**Goal:** Rewrite the records below, replacing every "supply box coordinates" with "provide bounding box coordinates" and changing nothing else. Omit the pictures from your answer.

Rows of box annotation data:
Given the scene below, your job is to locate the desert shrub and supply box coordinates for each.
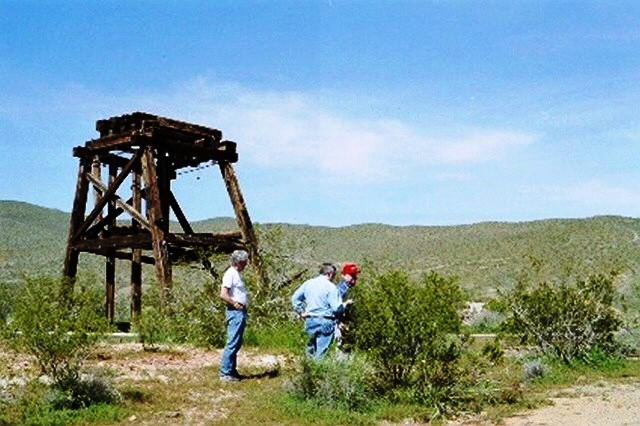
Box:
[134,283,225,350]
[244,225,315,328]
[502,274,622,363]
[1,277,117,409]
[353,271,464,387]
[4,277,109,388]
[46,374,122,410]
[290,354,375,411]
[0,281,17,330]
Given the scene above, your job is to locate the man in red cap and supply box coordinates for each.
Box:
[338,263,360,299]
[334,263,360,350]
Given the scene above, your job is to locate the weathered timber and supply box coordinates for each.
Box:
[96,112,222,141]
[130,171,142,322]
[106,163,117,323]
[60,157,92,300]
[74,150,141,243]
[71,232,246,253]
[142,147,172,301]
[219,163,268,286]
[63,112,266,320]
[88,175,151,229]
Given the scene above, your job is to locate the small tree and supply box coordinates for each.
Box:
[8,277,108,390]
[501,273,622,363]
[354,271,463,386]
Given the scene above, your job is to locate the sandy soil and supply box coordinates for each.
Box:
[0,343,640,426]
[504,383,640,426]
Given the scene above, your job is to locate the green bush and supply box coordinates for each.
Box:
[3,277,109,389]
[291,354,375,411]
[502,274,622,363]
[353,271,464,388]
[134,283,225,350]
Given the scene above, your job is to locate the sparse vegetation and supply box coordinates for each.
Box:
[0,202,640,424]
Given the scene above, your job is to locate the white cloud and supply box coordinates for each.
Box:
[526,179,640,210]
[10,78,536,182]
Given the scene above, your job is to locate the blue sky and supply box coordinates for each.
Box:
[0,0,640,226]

**Exercise solution:**
Given the scene below, your job is to locate the desert shrub and provide bounding box coordinates for each.
Box:
[134,283,225,350]
[244,225,315,328]
[502,274,622,363]
[1,277,117,409]
[353,271,464,387]
[4,277,109,388]
[46,374,122,410]
[290,354,375,411]
[0,281,17,330]
Given the scene above, your job is to locate the man in red cap and provide bounding box coordinates for each.
Box:
[338,263,360,299]
[334,263,360,350]
Given the scene above, your job is to locate the weathered timber and provide bounding box coordinates for each.
Box:
[96,112,222,141]
[130,171,142,322]
[106,163,117,323]
[60,157,92,300]
[74,150,141,243]
[71,232,246,253]
[142,147,172,301]
[219,163,268,286]
[63,112,266,320]
[88,175,151,229]
Given the scene above, your job is to locate the small tree and provide bounding box coordinates for each.
Box:
[8,277,108,390]
[501,273,622,363]
[354,271,463,386]
Given the scene above, your job is to locate the sandy soil and provide bounding box coordinates for each.
Box:
[0,343,640,426]
[504,383,640,426]
Given the scene above, your job is to locate the green bush and provide bounding box coordinates for each.
Box:
[3,277,109,389]
[291,354,375,411]
[502,274,622,363]
[353,271,464,388]
[134,283,225,350]
Given the scene above, your job is to locate the sparse vegetation and provide bounding box coordinates for each.
Box:
[0,202,640,424]
Given the scene above, your job is to locate the white cloud and provide bounding box coordinates for each.
Box:
[526,179,640,210]
[10,78,536,182]
Given the scene above, your job is to locate the blue sky and provide bounding box coordinates for each.
Box:
[0,0,640,226]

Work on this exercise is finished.